[[ Data for this task, beginning ]]

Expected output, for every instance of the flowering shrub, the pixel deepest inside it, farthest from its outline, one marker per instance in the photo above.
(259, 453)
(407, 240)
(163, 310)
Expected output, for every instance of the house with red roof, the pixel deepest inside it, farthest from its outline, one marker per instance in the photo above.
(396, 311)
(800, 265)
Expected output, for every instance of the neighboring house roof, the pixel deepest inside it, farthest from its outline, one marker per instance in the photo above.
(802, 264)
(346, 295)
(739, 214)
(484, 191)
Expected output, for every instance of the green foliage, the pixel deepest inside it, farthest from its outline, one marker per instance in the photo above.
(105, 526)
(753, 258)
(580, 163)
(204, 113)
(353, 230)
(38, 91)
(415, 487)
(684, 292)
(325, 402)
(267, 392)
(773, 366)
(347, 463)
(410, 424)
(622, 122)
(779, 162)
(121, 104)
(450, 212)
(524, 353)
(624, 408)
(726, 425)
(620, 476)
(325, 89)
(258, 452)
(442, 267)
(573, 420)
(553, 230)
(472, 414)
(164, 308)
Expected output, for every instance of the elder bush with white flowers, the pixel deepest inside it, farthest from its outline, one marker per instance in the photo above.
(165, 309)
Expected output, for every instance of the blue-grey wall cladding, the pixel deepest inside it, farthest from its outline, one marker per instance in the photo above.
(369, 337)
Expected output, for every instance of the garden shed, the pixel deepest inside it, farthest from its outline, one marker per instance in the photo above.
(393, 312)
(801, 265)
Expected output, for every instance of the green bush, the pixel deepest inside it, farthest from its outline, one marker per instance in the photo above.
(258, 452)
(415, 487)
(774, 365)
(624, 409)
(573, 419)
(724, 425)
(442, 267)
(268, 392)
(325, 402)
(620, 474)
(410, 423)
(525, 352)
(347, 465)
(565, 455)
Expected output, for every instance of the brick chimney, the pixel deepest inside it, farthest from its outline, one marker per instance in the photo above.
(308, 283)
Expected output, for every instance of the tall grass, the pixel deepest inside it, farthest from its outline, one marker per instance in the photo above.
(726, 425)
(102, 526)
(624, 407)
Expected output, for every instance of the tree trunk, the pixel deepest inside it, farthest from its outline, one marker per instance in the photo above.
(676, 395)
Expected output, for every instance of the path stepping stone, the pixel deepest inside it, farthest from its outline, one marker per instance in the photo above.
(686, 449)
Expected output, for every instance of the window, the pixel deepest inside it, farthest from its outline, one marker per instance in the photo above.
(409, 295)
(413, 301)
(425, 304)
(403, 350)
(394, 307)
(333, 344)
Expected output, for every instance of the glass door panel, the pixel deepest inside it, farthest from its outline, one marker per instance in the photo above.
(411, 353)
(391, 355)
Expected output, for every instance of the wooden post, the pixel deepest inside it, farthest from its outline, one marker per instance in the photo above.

[[ Data for this task, end ]]

*Goal of the exercise*:
Output exactly the lines of the data that run from the one containing "Expected output, for every instance of the window, the" to the very last line, and no others.

*Reply to the task*:
Expected output, for every instance of the window, the pixel deepest inside it, farthest from its outline, one marker per instance in the photo above.
(409, 295)
(413, 301)
(425, 304)
(403, 350)
(394, 307)
(333, 344)
Expected output, for every instance of the glass door panel, the pixel deepest inside it, farthest from its outline, one marker per instance in the photo above.
(411, 353)
(391, 355)
Expected output, for every instance of the wooden post, the pixel deepest inside it, farthest from its outline, one marker per instance in the photo above.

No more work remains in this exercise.